##### Extracted data #####
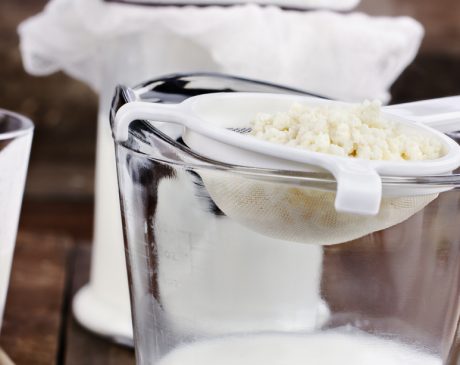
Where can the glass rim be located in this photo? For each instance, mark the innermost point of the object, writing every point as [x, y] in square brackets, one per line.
[324, 179]
[26, 125]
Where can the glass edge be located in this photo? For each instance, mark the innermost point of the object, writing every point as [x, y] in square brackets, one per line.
[27, 126]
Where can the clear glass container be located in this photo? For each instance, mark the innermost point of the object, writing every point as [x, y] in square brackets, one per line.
[16, 133]
[210, 288]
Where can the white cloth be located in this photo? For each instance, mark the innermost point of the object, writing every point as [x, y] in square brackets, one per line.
[300, 4]
[343, 56]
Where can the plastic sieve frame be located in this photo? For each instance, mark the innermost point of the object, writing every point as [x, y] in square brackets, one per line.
[206, 119]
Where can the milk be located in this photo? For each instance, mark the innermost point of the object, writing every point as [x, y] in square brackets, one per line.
[327, 348]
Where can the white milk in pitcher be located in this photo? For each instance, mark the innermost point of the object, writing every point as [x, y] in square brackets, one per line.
[327, 348]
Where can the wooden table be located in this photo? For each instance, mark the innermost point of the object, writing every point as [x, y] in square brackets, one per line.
[38, 327]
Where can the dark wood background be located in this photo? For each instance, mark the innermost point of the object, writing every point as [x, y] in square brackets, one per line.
[52, 256]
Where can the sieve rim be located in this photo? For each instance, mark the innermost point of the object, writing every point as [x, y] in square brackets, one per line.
[325, 180]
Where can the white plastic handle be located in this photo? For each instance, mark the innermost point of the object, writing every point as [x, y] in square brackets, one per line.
[442, 114]
[139, 110]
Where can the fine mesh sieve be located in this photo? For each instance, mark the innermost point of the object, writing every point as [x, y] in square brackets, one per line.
[299, 213]
[302, 214]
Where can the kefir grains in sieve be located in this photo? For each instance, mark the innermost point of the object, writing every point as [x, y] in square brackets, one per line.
[347, 130]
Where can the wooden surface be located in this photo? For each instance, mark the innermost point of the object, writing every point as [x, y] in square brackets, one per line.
[38, 327]
[53, 248]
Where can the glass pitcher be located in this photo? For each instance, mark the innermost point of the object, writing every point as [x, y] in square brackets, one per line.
[209, 288]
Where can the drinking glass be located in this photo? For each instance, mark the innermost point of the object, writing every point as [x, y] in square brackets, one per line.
[15, 141]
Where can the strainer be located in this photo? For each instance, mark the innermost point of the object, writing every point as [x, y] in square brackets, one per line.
[210, 122]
#####
# Problem to solve
Set down every entry above without alteration, but print no images.

# Exercise response
Where can the glass rim be located in this photo? For each instance, mark the innermost point of the object, writing every point as [x, y] in square brackets, one per line.
[324, 179]
[26, 125]
Where can the glass edge be located in this photo? For each instance, mark the innermost point of the object, writing every point as [x, y] in square brackets, one per line.
[27, 126]
Where can the clear glass container be located in this photo? For each instance, mark the innermost point of the object, writing every point as [x, y] in square brackets, one per line.
[16, 133]
[210, 288]
Where can the white cloth be located in this photo? For each instance, mark the innermost point of the object, writing every point as [x, y] in square brackets, one per line.
[300, 4]
[343, 56]
Where can the plastic sieve frame be located in this photo? For each instance, mark the innermost point of the object, writing every point as [x, y] in square brackets, one per line.
[206, 119]
Where can the milk be located in this photo? For each instance, mark the innermost point of the object, writing every point as [x, y] in square brackets, one per line.
[327, 348]
Where can the white milk in pitcher be located in this photo? For each instance, mark the innermost point of the object, writing every point as [x, y] in square brackets, one per line.
[327, 348]
Where can the wooden table be located in this photo? For each instance, mark the innermost point of the object, writing every point as [x, y] in square brackets, one per line.
[38, 327]
Where can the dark wood background be located in this photo? For each instance, mark the innermost point of the object, writing every point as [x, y] in square brackets, one per line.
[52, 256]
Where can the sieve rim be located in this photo? For each instance, mark the innermost point of the object, writing every point as [x, y] in square brackets, one per line.
[325, 180]
Where can the white plastic handle be located in this photo? For each instance, mark the innermost point of the object, writing every point as [x, y] in square brackets, one per line.
[442, 114]
[139, 110]
Where can the fine mesh sieve be located in this photo? For each instance, mark the innermost point of the object, writing every point as [x, y] in square brackets, one per line.
[299, 213]
[302, 214]
Where can the kefir grains in sieve be located in this photo? For each instance, mark the innermost point of the object, writing every point as [x, y] in square brackets, one per line.
[347, 130]
Where can the wooden surface be located in this photo? For each instance, mark the innermost point of the object, writing every point as [x, y] in square brackets, one per line.
[38, 327]
[53, 248]
Where can the glass pitcher be located in this photo? For each instance, mark the innermost point of the object, writing every point as [x, y] in square brackets, one per line.
[209, 288]
Where can the drinking glass be located in this photo? For each instance, mark the innermost point of the object, writing every point as [x, y] in square brackets, one per line.
[15, 141]
Where can the strainer be located in this photo? For each instance, mark the innermost point of the object, writing every point as [x, y] in square brackets, one per line.
[210, 122]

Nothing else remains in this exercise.